EXERCISE GOAL:
Below are some records; reproduce them exactly.

DATA TO EXAMINE:
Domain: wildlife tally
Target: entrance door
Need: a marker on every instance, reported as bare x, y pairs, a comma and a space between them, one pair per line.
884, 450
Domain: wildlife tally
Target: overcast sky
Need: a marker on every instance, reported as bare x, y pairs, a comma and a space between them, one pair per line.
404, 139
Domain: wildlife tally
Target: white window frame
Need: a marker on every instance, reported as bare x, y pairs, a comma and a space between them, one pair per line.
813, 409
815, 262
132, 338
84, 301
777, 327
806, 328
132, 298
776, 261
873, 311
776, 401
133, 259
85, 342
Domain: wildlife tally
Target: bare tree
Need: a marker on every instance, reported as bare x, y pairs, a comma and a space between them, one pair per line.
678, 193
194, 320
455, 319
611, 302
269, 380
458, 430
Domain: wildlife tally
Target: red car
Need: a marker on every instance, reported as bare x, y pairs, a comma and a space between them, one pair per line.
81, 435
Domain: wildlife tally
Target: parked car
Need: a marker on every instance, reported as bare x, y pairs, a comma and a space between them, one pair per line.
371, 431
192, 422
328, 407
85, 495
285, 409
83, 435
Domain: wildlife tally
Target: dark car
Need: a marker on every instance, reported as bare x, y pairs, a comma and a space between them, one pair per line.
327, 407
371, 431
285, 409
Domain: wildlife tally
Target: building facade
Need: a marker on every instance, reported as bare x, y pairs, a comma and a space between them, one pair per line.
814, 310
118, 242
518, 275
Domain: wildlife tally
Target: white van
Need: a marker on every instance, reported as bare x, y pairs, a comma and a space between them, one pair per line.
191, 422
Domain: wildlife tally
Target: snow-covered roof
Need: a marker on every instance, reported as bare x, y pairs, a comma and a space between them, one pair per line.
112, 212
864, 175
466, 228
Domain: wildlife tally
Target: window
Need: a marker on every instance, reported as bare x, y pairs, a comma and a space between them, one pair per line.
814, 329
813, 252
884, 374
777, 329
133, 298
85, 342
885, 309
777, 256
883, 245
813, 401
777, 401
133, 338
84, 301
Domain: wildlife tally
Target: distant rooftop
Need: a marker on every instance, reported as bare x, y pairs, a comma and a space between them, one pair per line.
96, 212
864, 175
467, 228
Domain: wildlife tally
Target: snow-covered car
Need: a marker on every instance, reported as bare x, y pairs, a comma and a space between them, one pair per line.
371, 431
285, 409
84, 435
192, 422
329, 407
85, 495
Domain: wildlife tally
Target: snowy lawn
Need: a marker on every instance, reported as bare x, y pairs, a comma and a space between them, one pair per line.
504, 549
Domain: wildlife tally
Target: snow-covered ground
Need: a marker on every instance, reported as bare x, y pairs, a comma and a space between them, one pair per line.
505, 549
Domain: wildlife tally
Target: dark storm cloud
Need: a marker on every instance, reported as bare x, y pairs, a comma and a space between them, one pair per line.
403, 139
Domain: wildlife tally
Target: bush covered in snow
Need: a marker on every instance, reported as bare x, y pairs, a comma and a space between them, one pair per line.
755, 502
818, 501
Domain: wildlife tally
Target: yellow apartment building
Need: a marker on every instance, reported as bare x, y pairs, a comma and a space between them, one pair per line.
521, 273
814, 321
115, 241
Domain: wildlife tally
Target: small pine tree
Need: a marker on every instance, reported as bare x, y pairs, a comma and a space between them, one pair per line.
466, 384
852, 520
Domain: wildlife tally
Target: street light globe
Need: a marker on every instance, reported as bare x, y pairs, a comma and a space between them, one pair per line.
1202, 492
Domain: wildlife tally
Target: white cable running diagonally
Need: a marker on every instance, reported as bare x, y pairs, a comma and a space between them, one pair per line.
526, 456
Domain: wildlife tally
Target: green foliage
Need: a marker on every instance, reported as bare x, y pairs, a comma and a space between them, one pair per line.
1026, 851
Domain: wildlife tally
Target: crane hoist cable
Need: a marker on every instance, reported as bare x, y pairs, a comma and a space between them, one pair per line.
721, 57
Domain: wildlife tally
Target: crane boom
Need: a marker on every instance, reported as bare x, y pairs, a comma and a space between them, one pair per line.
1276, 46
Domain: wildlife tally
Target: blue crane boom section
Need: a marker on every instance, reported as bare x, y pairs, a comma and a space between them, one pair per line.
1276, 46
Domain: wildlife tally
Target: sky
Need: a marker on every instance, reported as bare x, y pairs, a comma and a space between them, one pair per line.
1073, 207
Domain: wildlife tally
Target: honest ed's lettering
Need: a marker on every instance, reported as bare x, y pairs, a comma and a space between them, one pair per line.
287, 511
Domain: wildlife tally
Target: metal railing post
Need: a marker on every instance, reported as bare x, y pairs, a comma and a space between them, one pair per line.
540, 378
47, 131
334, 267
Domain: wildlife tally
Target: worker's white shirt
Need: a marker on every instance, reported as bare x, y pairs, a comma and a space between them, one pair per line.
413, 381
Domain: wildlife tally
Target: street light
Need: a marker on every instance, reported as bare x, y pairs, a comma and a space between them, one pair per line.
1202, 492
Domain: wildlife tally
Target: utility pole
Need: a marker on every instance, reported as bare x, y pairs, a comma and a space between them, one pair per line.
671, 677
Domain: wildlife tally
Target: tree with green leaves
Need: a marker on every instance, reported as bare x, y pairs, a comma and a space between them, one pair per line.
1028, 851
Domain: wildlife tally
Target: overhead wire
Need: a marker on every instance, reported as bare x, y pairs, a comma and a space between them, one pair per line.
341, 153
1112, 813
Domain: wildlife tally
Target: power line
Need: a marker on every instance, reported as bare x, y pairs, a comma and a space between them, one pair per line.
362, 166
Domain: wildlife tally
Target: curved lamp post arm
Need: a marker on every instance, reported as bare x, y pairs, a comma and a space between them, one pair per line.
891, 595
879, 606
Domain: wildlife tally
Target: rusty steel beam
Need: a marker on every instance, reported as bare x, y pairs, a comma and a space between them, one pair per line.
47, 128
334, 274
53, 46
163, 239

WRITTEN SOLUTION:
Domain: wildlife tally
Target: entrance door
Need: a marker on every instance, reported as bare x, y pairs, a comma and a space between them, one pair per line.
884, 450
Domain: wildlife tally
Target: overcast sky
Need: a marker on every instance, reported as bare x, y pairs, a comma and a space between them, one pair per line.
404, 139
Domain: wildlife tally
Target: white window frame
Need: a marker on every instance, reported as bare x, y pairs, a comma and a space between them, one pair per line.
813, 409
815, 262
132, 338
84, 301
777, 327
806, 328
132, 298
776, 261
873, 311
776, 401
133, 259
85, 342
Domain: wildlife tally
Target: bare tree
Need: a marker on every instance, reported as bare x, y pairs, a comma and a space between them, one pair per line.
678, 193
194, 320
455, 319
611, 302
269, 380
458, 430
Domain: wildlife tally
Target: red car
Need: a marker on every instance, reported as bare x, y pairs, a comma and a space between them, one pair per line.
81, 435
Domain: wildlife tally
Target: parked car
Need: a marker on every instance, reported as bare x, y pairs, a comma and a space between them, one pair per line.
371, 431
192, 422
328, 407
85, 495
285, 409
83, 435
Domain: wildlife tally
Target: dark car
Need: a marker on every instance, reported as bare x, y pairs, a comma and a space between them, one pair per line.
327, 407
371, 431
285, 409
Domain: wildlife tally
Target: building facade
Need: a marker on every instance, reported as bare x, y pairs, a comma and a space between them, one pair per line.
814, 310
118, 242
518, 275
Domain: wildlife tally
Target: white van
Need: a marker on every instance, reported as bare x, y pairs, a comma and a space between them, one pair per line.
191, 422
Domain: wildlife tally
Target: snow-covered roof
Need: a marker on every instance, reported as bare x, y pairs, a comma and a space between them, one pair per line.
112, 212
864, 175
466, 228
Domain: wildlife tally
Target: window
Need: a marker on every instance, reported as bare x, y pairs, a comma and a space between them, one pair per line.
814, 329
813, 252
884, 374
777, 329
133, 298
85, 342
885, 309
777, 256
883, 245
813, 401
777, 401
133, 338
84, 301
Domain: wildlife tally
Target: distant rooftop
Need: a marker on every instance, reported as bare x, y pairs, a comma and a space between them, one pair per line.
96, 212
864, 175
467, 228
Domain: wildlife tally
Target: snow-covered car
Need: a marker on every instance, reported as bare x, y pairs, a comma and a space between them, one pair per line.
371, 431
285, 409
84, 435
192, 422
329, 407
85, 495
Domain: wildlife tally
Target: snowy lawn
Need: a marker on every instance, reported as bare x, y pairs, a comma and a space between them, one pair per line.
504, 549
Domain: wildlife tally
Target: snow-covered ground
Need: a marker on every instance, reported as bare x, y pairs, a comma and a space between them, one pair per line.
505, 549
Domain: wildlife tally
Target: dark storm cloud
Need: a marker on every instance, reported as bare x, y pairs, a comma and a space between them, one pair per line.
403, 139
Domain: wildlife tally
Target: bush covered in snow
Need: a marker on every instance, reported as bare x, y pairs, a comma and a space between them, one pair per line.
755, 502
818, 501
Domain: wildlife tally
Target: yellow apartment building
Need: a marker on every instance, reported as bare x, y pairs, a comma and a space between them, one pair per line.
521, 273
814, 321
115, 241
Domain: wildlife tally
Target: small pine tree
Need: a marker on every instance, reported as bare x, y pairs, a comma and a space between them, one pair per line.
466, 384
852, 520
Domain: wildlife tally
Target: street light globe
Need: a marker on every instance, reported as bare x, y pairs, a comma and a space between them, one pair per line.
1202, 492
Domain: wildlife tally
Target: white cable running diagonally
Need: a marker on every instance, reported as bare x, y pairs, a comma and a space between them, one pair per line.
526, 456
Domain: wildlife tally
Target: green foliage
Need: a marker on every instance, reported as bare x, y pairs, a comma and a space between them, one pair per line.
1026, 851
Domain: wildlife tally
Target: crane hoist cable
Need: a marker on every instance, reported as bare x, y pairs, a comma and a space between them, one pair per line.
721, 57
Domain: wildlife tally
Target: crane boom
Need: a marker on every instance, reported as bare x, y pairs, a comma and a space between them, one pair per line.
1276, 46
Domain: wildlife tally
Target: blue crane boom section
Need: a marker on every instance, reported as bare x, y pairs, a comma and a space between them, one pair per line.
1276, 46
Domain: wildlife tally
Target: sky
Need: a marker on every instance, reported as bare x, y pairs, a comma and a space between them, one pair per line.
1073, 207
Domain: wildlife tally
Target: honest ed's lettering
Need: a marker on every instance, reported as bare x, y pairs, a comma and a space between them, one pair per line.
287, 511
Domain: wildlife tally
Target: metal railing post
Need: a marker on every instance, reported as bare x, y pairs, a comma and a space between them, one pair per line.
540, 378
47, 131
334, 267
Domain: wildlife tally
Target: worker's white shirt
Need: a marker on every instance, reported as bare x, y pairs, a comma and a space between them, one pair per line.
413, 381
Domain: wildlife tally
Target: street light
Need: a marker on every instance, reported as bare x, y pairs, a comma and a space between them, one pair per line.
1202, 492
Domain: wildlife tally
Target: utility pole
Need: a marker on every instance, reported as bare x, y pairs, a comma and a space between them, one pair per line.
671, 677
Domain: wildlife tally
Target: tree with green leaves
Need: a marker on every instance, reported as bare x, y pairs, a comma and a space between them, one pair per line.
1028, 851
Domain: wildlife tally
Target: overhead wire
Need: a marker on every instance, reported as bare x, y pairs, a comma and a space between them, one pair per line.
341, 153
1112, 813
Domain: wildlife tally
Target: power line
Need: a marker on every instance, reported as bare x, y pairs, a comma and a space between them, one pair per line.
362, 166
Domain: wildlife tally
Target: curved lamp post arm
Need: a marker on every instance, reported as bare x, y pairs, a comma and a space between them, one pair per line.
891, 595
879, 606
Domain: wildlife tally
Target: rusty steel beam
Need: a marker on every instance, reported as bare x, y pairs, a comma and a space between them, one pair per line.
47, 128
334, 274
53, 46
163, 239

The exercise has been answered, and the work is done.